# Actions to take
A. According to the Real Madrid season summary below, why did the club play all its home matches at the Alfredo Di Stéfano Stadium that season?
B. In the Real Madrid season summary, who scored the goal that won the first home game of the season against Real Valladolid?
C. Render this sentence from the Real Madrid season summary in Spanish: "The season covered the period from 8 August 2020 to 30 June 2021."

# Document section
#####

The 2020–21 Real Madrid Club de Fútbol season was the club's 117th season in existence and the 90th consecutive season in the top flight of Spanish football. In addition to the domestic league, Real Madrid participated in this season's editions of the Copa del Rey, the Supercopa de España, and the UEFA Champions League. The season covered the period from 8 August 2020 to 30 June 2021.

Real Madrid played the entire season at the Alfredo Di Stéfano Stadium, while the Santiago Bernabéu was undergoing a structural renovation.

Despite finishing a close second in the league and advancing to the Champions League semi-finals for the first time since 2018, Real Madrid went trophyless for the first time since the 2009–10 season.

Summary

September
The first league match of the season, on 20 September, ended in a goalless draw at Real Sociedad. On 26 September, Real secured their first win of the season by defeating Real Betis 3–2 away from home, with goals from Federico Valverde, Sergio Ramos and an own goal. Four days later, a Vinícius Júnior goal clinched the three points against Real Valladolid in the first home game of the season.

#####

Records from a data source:

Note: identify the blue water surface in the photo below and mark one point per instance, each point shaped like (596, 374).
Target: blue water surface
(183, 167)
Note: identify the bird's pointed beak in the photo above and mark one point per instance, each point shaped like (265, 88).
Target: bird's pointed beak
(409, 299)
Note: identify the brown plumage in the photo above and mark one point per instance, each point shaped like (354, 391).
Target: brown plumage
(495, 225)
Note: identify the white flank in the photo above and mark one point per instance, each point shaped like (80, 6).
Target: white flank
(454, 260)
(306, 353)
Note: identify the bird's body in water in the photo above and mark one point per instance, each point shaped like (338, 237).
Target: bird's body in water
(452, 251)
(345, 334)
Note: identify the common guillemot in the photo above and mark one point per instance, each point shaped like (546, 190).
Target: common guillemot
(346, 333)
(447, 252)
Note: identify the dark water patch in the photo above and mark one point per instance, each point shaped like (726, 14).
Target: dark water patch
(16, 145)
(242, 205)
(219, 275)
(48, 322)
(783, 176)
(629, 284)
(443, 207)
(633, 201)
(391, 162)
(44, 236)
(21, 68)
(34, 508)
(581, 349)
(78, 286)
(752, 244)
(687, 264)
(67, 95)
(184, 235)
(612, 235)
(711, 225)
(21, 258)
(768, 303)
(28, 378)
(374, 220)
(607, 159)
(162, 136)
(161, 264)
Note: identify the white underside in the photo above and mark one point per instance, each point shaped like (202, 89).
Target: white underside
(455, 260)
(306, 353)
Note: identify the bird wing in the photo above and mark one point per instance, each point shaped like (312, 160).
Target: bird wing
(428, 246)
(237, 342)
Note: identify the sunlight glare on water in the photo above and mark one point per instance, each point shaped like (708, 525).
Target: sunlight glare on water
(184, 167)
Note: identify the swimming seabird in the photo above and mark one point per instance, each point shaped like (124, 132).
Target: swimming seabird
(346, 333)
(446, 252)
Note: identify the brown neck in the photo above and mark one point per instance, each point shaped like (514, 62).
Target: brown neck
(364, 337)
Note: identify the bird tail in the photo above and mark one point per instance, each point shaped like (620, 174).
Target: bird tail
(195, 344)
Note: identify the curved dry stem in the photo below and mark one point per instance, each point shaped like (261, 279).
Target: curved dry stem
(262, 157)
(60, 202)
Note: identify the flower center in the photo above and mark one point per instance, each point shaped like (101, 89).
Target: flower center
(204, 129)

#####

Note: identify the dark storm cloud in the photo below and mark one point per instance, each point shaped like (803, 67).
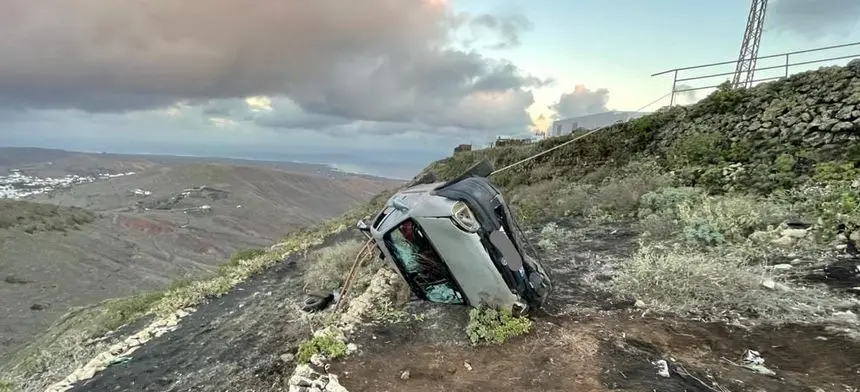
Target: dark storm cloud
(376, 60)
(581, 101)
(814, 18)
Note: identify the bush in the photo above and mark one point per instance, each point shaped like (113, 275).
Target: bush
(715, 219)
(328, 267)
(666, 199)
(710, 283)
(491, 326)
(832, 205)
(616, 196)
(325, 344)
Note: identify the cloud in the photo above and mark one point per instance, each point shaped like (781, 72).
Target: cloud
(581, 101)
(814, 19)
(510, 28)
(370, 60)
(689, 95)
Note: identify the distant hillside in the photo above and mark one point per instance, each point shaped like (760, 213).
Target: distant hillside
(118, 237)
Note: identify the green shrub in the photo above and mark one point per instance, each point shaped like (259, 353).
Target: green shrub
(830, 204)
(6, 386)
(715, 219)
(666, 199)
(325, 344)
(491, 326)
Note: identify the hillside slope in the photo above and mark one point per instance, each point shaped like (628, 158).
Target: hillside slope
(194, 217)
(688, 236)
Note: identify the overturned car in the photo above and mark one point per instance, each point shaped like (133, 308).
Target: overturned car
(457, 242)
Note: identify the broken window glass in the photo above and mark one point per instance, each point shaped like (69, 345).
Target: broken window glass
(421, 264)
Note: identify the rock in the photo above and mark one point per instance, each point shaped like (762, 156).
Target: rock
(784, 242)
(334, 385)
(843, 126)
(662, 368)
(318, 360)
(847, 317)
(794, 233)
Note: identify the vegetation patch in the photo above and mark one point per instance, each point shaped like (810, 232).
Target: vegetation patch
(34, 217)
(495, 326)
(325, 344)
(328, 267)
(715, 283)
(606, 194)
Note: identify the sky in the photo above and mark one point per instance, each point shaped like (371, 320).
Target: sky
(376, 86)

#####

# Exercise solutions
A. The Santiago Bernabéu was undergoing a structural renovation, so Real Madrid played the entire season at the Alfredo Di Stéfano Stadium.

B. Vinícius Júnior.

C. La temporada abarcó el período comprendido entre el 8 de agosto de 2020 y el 30 de junio de 2021.